** Start SOURCE EXCERPT **
What can Barça expect from the promotions of Ronald Araújo, Riqui Puig and Ansu Fati?

Adithya Eshwarla



Header Image by Imago

Barcelona president Josep Maria Bartomeu confirmed that the young trio of Ronald Araújo, Riqui Puig and Ansu Fati will officially be first team players for the 2020/21 season. What can Barça hope to gain from their promotions?

The promise of bringing up academy players to the first team is a widely misused gambit to win the support of culés. Every admirer of the Catalan club has that insatiable longing to see homegrown players flourish on the big stages. The transcendent golden generation left football fans across the globe with jaws dropped, managers baffled and culés delirious.

The story since has not been too pleasant for La Masía. The academy that once produced all the three finalists for the prestigious Ballon d’Or lost its former lustre. The number of players bridging the gap between the B team and the first team saw a steep fall. Budding talents that seemed to have a bright future were either shipped off or left on their own accord. The pressure to deliver titles restrained managers from giving the academy players any opportunities.

Quique Setién too arrived at Barcelona with the same commitment. He promised to outdo his predecessor in terms of providing the youth with a level platform. Delivering on that promise is a different ballgame altogether, especially for a new coach with minimal history at the club.

Bringing on Riqui Puig in his first game in charge, he displayed his intentions loud and clear. As time progressed, a hiatus developed where the team once again saw minimal contribution from Barça B. Unfortunate circumstances like the long term injury to Ousmane Dembélé, the dubious transfer of Arthur Melo and the recurrent injuries to Samuel Umtiti, however, helped the coach stick to his words. They may have been forced moves, but he still deserves the credit nevertheless.

“Araújo, Riqui and Ansu will have first team numbers next season”

Josep Maria Bartomeu
Barcelona president

The 2019/20 season saw fairytale success stories for two young debutants from the academy. While Riqui Puig has been training with the team for a fairly long time, this was the year he finally broke through. The other story comes from not the B team but the Juvenil A in the form of Ansu Fati. In what has been an incredible debut season, he too has made his presence felt loud and clear. Ronald Araújo, despite his limited appearances, has made a good impression in the few games he has played.

With reports emerging that all the three of Araújo, Riqui and Ansu Fati could be handed spots in the first team next season, here is a look at what they can provide.

Ronald Araújo

At the beginning of the season, Ronald Araújo was not even in direct competition for a spot in the first team. With Gerard Piqué and Clément Lenglet retaining their starting positions, and the likes of Umtiti and Jean Clair-Todibo in the bench, the Uruguayan was not even in the squad. Todibo’s sudden departure on loan to Schalke, clearing up a spot in the squad. That marked the arrival of Araújo to the first team. With Umtiti never regaining his former flair and Todibo likely to be sold, Ronald’s importance in the squad grows multifold.
** End SOURCE EXCERPT **
** Start DATA PROVIDED **
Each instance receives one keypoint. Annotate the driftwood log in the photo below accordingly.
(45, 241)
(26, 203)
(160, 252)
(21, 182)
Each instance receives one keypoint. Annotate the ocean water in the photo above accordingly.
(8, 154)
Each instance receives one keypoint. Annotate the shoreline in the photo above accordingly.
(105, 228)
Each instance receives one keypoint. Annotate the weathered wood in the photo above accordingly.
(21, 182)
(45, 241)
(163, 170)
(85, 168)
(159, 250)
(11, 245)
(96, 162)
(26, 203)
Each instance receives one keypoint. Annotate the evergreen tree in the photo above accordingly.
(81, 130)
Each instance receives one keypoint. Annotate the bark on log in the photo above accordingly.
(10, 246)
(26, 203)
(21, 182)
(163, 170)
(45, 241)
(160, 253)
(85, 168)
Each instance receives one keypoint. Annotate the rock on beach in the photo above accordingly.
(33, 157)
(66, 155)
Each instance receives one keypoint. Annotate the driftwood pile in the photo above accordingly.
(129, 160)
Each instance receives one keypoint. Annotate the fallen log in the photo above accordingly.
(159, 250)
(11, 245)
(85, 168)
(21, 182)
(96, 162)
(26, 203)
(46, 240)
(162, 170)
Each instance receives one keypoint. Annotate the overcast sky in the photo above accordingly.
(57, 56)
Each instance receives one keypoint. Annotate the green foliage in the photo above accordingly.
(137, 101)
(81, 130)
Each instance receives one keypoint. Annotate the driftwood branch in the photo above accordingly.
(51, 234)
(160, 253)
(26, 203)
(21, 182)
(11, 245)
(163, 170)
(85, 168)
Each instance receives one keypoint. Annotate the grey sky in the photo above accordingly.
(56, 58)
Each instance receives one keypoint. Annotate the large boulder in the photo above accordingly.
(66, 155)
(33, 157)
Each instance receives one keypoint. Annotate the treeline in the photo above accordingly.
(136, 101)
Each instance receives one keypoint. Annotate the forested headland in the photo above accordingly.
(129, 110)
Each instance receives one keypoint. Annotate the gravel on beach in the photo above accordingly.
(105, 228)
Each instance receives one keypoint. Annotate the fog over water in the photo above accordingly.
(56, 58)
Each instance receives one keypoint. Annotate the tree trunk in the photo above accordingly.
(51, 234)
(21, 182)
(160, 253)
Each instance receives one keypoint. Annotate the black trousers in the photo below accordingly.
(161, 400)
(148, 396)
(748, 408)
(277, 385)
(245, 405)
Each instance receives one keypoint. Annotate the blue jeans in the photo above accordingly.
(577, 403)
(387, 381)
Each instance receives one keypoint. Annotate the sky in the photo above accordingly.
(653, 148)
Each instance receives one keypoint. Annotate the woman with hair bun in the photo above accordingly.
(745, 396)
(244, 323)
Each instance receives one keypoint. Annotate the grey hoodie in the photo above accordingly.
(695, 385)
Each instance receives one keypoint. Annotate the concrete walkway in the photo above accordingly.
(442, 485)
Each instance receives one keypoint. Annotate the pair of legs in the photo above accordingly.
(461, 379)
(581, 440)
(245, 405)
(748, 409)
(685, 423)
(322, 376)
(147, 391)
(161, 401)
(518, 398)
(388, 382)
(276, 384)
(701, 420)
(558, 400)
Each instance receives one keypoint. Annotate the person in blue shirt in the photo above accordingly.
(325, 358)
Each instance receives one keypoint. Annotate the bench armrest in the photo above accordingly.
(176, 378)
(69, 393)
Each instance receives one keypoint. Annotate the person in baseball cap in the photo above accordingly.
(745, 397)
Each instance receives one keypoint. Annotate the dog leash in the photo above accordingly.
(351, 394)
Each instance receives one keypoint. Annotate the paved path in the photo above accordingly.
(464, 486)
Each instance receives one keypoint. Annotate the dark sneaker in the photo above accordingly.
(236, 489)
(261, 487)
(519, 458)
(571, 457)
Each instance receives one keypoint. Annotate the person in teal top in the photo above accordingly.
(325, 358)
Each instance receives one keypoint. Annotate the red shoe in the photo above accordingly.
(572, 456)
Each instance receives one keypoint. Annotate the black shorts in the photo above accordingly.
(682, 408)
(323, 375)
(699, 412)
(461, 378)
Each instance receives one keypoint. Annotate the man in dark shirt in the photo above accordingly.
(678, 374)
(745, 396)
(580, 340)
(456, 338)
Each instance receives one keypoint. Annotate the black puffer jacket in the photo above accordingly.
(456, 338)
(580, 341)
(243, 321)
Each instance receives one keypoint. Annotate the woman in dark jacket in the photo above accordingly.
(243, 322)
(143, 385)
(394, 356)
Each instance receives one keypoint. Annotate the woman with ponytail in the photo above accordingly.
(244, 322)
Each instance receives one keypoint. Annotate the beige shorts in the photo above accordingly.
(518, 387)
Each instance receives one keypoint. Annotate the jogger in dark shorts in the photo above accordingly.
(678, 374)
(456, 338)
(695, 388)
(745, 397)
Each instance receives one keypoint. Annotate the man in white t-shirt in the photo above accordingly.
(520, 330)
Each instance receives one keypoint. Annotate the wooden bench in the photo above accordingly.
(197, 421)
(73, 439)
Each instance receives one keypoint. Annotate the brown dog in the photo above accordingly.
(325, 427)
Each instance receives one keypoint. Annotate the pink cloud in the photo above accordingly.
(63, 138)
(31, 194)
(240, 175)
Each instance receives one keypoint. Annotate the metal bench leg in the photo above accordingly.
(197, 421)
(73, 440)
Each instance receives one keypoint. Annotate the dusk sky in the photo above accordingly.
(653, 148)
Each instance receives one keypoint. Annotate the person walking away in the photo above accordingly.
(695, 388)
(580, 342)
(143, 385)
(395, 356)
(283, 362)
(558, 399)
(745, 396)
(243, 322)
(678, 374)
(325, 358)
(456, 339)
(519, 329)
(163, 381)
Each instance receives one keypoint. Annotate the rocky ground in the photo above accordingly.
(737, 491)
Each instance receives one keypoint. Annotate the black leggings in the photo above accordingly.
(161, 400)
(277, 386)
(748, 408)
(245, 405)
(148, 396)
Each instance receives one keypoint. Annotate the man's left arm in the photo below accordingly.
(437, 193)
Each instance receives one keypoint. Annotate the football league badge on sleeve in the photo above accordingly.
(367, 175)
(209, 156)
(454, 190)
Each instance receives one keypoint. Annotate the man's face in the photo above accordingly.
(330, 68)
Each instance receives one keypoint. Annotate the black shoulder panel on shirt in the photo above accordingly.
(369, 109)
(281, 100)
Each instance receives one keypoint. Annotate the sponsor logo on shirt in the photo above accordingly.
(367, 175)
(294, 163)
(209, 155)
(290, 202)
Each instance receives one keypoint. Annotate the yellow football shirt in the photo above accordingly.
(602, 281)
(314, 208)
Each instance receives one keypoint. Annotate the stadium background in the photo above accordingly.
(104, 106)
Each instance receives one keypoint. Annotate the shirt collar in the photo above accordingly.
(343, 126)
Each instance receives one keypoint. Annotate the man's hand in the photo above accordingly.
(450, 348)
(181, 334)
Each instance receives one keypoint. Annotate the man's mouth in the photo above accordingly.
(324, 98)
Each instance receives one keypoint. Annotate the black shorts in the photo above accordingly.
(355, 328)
** End DATA PROVIDED **
> **WHAT NEEDS TO BE DONE**
Using the article on Barça's youth promotions, decide whether each statement agrees with it: (a) Quique Setién brought on Riqui Puig in his first game in charge; (b) Ansu Fati came to the first team from the B team; (c) Ronald Araújo was in the squad at the beginning of the season. Answer yes or no for each and quote the words of the article that decide it. The data have no connection to the article on Barça's youth promotions.

> **RESULT OF THIS EXERCISE**
(a) Yes: "Bringing on Riqui Puig in his first game in charge, he displayed his intentions loud and clear."
(b) No: "The other story comes from not the B team but the Juvenil A in the form of Ansu Fati."
(c) No: "the Uruguayan was not even in the squad."